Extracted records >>
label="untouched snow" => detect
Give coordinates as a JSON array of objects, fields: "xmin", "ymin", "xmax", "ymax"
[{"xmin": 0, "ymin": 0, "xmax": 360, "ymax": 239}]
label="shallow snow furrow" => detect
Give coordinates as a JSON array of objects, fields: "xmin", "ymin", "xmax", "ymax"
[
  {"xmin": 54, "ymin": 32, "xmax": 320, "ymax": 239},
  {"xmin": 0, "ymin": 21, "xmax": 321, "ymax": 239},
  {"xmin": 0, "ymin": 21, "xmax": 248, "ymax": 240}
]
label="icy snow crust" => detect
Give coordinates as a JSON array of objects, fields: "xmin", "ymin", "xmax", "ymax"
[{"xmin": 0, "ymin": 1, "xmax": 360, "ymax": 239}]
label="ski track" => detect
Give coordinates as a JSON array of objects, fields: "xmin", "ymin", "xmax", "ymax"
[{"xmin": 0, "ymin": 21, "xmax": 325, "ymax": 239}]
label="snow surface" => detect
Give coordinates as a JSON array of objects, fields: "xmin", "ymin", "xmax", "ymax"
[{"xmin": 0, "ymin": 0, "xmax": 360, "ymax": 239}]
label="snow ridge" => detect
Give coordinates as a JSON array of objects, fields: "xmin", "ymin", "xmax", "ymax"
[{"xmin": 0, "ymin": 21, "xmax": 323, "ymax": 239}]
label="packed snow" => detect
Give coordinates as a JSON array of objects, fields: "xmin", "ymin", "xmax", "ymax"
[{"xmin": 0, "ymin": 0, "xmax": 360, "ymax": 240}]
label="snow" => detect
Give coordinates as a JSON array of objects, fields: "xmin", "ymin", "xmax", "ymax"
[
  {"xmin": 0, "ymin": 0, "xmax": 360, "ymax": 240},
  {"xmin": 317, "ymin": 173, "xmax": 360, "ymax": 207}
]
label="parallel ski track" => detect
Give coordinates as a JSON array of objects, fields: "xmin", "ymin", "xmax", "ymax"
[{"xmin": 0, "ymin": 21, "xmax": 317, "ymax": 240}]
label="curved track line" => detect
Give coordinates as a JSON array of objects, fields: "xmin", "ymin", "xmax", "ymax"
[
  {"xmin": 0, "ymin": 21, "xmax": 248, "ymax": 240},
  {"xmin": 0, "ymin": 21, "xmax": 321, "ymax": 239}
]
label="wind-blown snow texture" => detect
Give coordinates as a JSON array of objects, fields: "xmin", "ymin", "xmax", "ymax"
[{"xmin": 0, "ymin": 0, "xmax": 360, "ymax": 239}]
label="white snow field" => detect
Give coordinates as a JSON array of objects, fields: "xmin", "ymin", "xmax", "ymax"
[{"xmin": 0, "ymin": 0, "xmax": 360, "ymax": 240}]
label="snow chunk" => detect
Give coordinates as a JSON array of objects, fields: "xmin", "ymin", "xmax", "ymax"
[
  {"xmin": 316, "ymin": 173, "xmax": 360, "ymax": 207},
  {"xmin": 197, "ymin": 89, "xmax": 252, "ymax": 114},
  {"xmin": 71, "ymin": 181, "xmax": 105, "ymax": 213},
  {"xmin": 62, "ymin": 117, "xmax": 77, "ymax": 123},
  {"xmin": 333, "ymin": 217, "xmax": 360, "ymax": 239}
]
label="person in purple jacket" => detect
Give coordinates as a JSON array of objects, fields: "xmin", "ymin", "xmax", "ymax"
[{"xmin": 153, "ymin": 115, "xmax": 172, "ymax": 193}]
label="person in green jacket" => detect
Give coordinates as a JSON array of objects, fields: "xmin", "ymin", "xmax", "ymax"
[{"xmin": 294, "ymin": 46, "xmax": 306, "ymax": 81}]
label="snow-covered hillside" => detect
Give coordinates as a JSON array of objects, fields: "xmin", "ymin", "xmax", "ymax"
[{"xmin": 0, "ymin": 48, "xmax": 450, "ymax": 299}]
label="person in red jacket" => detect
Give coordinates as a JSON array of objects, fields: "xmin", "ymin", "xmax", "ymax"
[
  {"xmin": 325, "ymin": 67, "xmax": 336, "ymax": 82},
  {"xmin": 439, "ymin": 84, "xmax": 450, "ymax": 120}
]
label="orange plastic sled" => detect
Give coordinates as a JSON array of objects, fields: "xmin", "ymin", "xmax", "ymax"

Problem details >> Filter the rows above, keeping every line that contains the string "snow".

Correct answer >>
label="untouched snow" => detect
label="shallow snow furrow" => detect
label="icy snow crust" => detect
label="snow surface" => detect
label="snow ridge" => detect
label="packed snow" => detect
label="snow" => detect
label="wind-blown snow texture" => detect
label="white snow field" => detect
label="snow chunk" => detect
label="snow-covered hillside" => detect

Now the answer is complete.